| TASK OBJECTIVE |
Report each line from the records where the string "planter" turns up.

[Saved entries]
Segment Open

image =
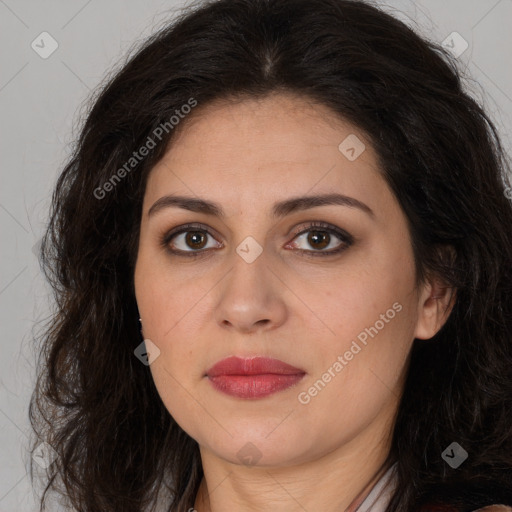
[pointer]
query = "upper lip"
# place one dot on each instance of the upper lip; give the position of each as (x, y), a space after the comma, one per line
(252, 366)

Segment Closed
Segment Open

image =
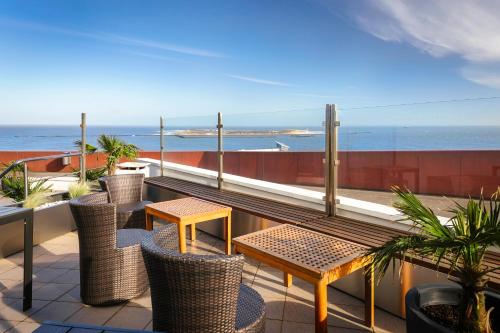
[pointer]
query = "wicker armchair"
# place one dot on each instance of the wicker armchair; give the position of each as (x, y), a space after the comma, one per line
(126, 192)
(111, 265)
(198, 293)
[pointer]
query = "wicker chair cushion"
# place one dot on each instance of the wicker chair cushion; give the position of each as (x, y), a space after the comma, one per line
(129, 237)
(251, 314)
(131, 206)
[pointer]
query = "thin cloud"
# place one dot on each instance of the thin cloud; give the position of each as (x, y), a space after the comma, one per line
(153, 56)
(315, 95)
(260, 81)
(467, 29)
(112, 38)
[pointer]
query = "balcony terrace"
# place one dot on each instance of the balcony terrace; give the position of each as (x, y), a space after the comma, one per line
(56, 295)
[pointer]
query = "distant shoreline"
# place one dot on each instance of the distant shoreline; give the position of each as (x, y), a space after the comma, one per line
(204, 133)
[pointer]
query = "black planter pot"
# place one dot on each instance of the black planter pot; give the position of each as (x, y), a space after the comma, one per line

Segment Closed

| YOUR RESPONSE |
query = "black planter pot"
# place one dot on each instance of the black planter pot; give the position of each as (x, y), a space after the comma, one per line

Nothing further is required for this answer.